[Page extract]
---------------

# NDQ.AX vs QQQ when USD is strong



## brettstrading (3 April 2020)

I was wondering if anyone could educate me, with the USD being so strong against the AUD currently, does it make a difference if I buy NDQ.AX or QQQ? I mean, is my AUD capital going just as far when purchasing each ETF? 

I currently only trade international shares, have allocations in QQQ, VGT, IHI, SOXX and a few individual companies. Following the recent coronavirus decline I am preparing to add to my position but with the USD soaring I've realised I have no idea what to do as my AUD capital is becoming very weak. 

Also, yes I understand these ETF's have many overlapping holdings, I am happy with the overall allocation.


----------



## InsvestoBoy (3 April 2020)

From an underlying fund perspective they are identical. If you have $1000 AUD and buy NDQ on the ASX or transfer the $1000 AUD to your international broker and sell your AUD for USD then buy QQQ, you will have the same result and exposure.

That said, NDQ is a ripoff with a fee of 0.48% while QQQ is only 0.2%. Sticking with QQQ will also stop you from buying/selling outside NASDAQ market hours where spreads will be wider.

If you have access to international markets already via a good international broker like Interactive Brokers, keep buying your international exposure there, aside from a handful of international ETFs, you will get ripped off buying your exposure on the ASX.


----------



## Flarierza (12 July 2020)

Hello,
If buying from Australia, is buying NDQ cheaper in the long run despite the management fees?

The broker platforms that I’m aware of charge 0.6% to convert AUD to USD, then you can make the trade using USD.

Because of this extra conversion fee, buying NDQ works out to be cheaper I think? Unless there is a way to fund the account with USD with no/lower conversion fees?

How do you guys convert your AUD/USD?

---------------

[Raw data]
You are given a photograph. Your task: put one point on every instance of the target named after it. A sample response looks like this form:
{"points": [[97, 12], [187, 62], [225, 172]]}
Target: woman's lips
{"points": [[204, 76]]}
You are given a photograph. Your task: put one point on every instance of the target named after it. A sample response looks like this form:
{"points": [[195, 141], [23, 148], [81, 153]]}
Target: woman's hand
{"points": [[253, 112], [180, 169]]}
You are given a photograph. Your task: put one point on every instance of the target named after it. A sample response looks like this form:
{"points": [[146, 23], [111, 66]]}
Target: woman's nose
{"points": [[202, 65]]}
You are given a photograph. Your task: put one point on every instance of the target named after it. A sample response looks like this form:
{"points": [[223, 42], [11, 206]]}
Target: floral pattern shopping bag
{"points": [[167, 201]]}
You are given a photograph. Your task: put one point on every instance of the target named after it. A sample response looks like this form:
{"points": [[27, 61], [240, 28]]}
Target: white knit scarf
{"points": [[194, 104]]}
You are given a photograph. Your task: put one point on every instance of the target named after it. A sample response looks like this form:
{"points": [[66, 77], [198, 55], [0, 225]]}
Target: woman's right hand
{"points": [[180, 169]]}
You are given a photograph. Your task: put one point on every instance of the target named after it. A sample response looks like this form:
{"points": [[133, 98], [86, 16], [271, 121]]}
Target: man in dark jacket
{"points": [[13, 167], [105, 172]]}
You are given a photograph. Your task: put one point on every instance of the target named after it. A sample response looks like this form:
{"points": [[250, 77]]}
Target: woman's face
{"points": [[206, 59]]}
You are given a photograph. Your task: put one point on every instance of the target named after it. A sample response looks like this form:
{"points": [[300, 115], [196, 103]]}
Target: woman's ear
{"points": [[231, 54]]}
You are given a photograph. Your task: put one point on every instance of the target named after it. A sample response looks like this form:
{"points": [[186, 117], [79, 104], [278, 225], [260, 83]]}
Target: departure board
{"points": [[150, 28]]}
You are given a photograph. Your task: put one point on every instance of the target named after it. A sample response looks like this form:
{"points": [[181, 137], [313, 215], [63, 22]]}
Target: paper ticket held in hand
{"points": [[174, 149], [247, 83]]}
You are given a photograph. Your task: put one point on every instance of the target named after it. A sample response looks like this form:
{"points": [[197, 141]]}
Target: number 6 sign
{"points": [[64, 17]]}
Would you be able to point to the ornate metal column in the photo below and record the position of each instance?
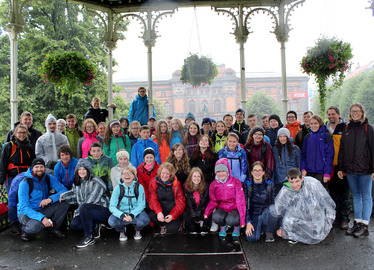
(14, 27)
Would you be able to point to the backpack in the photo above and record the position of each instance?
(122, 193)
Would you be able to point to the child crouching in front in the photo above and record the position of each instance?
(307, 209)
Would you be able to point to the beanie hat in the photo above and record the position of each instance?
(121, 153)
(284, 131)
(220, 167)
(37, 161)
(206, 120)
(276, 118)
(147, 151)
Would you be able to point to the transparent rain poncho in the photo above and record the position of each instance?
(308, 214)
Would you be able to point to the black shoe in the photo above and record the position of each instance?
(356, 226)
(86, 241)
(25, 237)
(57, 234)
(96, 231)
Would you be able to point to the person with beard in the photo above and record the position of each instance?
(37, 208)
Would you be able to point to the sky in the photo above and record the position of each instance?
(211, 36)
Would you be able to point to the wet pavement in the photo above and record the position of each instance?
(177, 252)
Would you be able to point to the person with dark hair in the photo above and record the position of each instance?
(89, 192)
(65, 168)
(286, 156)
(197, 198)
(204, 158)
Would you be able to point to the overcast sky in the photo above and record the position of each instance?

---------------

[Work instruction 1] Update the NDQ.AX vs QQQ thread, starting with "## brettstrading (3" and going on through "becoming very weak.", so that "AUD" is replaced with "Australian dollar".
[Work instruction 2] In the NDQ.AX vs QQQ thread, what fee is NDQ said to charge?
[Work instruction 3] Continue the NDQ.AX vs QQQ thread from its last post.
The items are separate material, unrelated to the NDQ.AX vs QQQ thread.

[Written reply 1]
## brettstrading (3 April 2020)

I was wondering if anyone could educate me, with the USD being so strong against the Australian dollar currently, does it make a difference if I buy NDQ.AX or QQQ? I mean, is my Australian dollar capital going just as far when purchasing each ETF? 

I currently only trade international shares, have allocations in QQQ, VGT, IHI, SOXX and a few individual companies. Following the recent coronavirus decline I am preparing to add to my position but with the USD soaring I've realised I have no idea what to do as my Australian dollar capital is becoming very weak.

[Written reply 2] A fee of 0.48%.

[Written reply 3]
----------



## cutz (12 July 2020)

Flarierza said:


> Hello,
> If buying from Australia, is buying NDQ cheaper in the long run despite the management fees?
> 
> The broker platforms that I’m aware of charge 0.6% to convert AUD to USD, then you can make the trade using USD.
> ...




Hi,

I use Interactive Brokers, conversion fees are negligible.


----------



## Flarierza (14 July 2020)

cutz said:


> Hi,
> 
> I use Interactive Brokers, conversion fees are negligible.




What is the interactive broker conversion fees? I haven't used them and I'm having trouble finding that information on their website.


----------



## cutz (15 July 2020)

Flarierza said:


> What is the interactive broker conversion fees? I haven't used them and I'm having trouble finding that information on their website.




Hi,

Info is here https://www.interactivebrokers.com/en/index.php?f=1590&p=fx

To work it out, face value in AUD X 0.00002

So for example if converting $10,000 Aussie ... 10000 X 0.00002 = 20cents commission.

Something like that, its not much, last time I placed a NYSE trade I only had AUD in my account, when I purchased the US stock the system did an auto currency conversion, basically it's an FX trade.


----------



## Flarierza (15 July 2020)

cutz said:


> Hi,
> 
> Info is here https://www.interactivebrokers.com/en/index.php?f=1590&p=fx
> 
> ...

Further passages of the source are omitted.